BEGIN

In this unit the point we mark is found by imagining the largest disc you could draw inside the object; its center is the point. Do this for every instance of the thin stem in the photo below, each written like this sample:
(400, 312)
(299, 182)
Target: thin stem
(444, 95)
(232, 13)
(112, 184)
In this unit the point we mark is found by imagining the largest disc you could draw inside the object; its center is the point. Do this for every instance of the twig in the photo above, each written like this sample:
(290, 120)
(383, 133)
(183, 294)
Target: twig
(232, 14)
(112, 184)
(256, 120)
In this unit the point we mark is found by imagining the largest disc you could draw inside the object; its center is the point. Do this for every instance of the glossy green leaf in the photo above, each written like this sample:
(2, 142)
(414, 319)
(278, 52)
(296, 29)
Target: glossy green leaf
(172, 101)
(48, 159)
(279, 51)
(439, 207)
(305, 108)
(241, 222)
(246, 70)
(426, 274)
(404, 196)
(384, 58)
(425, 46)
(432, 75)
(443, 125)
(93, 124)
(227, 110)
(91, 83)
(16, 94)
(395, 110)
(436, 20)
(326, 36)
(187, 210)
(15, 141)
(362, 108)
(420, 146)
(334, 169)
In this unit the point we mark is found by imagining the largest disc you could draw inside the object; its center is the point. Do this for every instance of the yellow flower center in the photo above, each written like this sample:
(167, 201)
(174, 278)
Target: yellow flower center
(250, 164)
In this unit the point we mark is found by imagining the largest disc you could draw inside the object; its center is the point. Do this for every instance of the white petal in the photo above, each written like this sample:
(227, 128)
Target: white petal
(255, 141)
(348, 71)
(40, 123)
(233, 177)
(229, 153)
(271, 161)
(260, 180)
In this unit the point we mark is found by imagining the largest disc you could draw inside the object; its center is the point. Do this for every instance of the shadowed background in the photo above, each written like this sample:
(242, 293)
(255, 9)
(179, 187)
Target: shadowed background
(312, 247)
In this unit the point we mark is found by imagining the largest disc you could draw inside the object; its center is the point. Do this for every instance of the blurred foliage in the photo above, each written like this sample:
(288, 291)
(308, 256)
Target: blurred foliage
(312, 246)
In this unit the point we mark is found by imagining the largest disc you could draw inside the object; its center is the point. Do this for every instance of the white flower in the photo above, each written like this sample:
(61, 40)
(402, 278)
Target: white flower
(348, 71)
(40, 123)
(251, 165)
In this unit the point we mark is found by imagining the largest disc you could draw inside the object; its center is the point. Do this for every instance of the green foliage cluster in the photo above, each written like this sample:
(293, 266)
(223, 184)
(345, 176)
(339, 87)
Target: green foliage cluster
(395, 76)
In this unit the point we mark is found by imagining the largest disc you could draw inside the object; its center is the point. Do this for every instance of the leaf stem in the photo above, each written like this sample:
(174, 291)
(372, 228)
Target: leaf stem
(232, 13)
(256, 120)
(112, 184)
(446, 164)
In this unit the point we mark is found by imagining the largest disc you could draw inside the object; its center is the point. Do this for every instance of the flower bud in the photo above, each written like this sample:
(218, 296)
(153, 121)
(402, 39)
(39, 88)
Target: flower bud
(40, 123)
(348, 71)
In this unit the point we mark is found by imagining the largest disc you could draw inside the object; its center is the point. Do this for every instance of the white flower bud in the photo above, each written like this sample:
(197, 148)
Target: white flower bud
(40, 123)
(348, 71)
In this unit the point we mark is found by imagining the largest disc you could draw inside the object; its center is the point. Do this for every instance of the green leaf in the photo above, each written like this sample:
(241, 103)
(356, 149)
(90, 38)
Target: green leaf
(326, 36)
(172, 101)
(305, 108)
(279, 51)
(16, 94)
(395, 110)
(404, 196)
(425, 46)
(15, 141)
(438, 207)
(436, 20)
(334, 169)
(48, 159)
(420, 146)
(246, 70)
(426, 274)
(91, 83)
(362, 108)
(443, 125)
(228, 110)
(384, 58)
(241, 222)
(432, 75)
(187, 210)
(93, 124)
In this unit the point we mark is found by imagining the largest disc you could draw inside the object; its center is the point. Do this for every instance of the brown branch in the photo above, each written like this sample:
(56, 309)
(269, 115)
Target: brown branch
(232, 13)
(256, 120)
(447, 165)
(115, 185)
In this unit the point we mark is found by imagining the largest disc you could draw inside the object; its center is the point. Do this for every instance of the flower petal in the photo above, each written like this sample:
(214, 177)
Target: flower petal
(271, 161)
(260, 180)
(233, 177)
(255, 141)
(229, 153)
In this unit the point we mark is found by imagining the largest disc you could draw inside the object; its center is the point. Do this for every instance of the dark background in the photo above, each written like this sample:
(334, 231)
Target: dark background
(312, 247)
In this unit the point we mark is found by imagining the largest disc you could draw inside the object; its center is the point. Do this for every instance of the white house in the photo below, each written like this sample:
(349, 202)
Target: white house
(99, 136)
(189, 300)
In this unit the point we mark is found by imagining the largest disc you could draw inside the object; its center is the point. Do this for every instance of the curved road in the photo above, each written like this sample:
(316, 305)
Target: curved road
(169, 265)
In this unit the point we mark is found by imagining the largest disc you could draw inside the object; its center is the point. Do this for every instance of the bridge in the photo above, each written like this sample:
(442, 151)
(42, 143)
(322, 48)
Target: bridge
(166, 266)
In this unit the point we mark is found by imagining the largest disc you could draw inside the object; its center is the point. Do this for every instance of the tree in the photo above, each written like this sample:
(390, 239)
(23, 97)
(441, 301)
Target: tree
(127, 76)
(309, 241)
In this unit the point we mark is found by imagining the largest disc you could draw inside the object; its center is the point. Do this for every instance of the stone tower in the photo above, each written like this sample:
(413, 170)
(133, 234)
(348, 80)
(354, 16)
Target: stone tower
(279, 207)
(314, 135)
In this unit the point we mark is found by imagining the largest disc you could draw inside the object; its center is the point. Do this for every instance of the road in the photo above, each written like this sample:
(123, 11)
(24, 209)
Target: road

END

=== Exercise prompt ===
Which lines in the records above hold the string "below"? Copy each of them.

=== Result of the task ===
In this unit the point we mark is found by imagining the largest disc you could draw inside the object; its center is the point. Do this for every instance of the thin stem in the photo below, each written like this sample:
In this unit the point we mark is found by imagining the largest disc you could draw inside the object; its center is the point. Do this for every instance of the white house in the photo below, each written like this sample:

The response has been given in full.